**REQUIRED ACTION:**
Lines that include "player" make up the answer; copy all of them from the data below.

━━ DATA ━━

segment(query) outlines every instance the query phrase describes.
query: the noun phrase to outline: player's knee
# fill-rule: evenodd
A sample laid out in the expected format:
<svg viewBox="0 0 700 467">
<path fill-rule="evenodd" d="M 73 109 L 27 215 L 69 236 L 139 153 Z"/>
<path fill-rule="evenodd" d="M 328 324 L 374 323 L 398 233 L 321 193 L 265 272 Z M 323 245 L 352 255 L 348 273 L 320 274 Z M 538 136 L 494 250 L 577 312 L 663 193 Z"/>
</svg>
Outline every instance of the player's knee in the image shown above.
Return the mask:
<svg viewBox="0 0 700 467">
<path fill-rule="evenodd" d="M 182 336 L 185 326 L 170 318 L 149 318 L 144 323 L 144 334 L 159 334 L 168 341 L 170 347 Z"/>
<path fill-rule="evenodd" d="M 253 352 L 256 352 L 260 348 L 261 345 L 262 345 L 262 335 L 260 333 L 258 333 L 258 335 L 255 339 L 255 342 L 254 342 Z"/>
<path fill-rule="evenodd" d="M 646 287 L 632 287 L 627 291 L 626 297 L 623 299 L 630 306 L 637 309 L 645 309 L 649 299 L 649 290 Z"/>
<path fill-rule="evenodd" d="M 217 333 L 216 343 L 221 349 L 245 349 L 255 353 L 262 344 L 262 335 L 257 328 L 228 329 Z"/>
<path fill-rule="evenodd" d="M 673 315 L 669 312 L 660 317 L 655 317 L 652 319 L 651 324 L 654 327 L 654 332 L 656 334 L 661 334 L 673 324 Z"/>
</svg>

━━━

**EXERCISE RESULT:**
query: the noun phrase to outline: player's knee
Outline every instance of the player's knee in the image shown above.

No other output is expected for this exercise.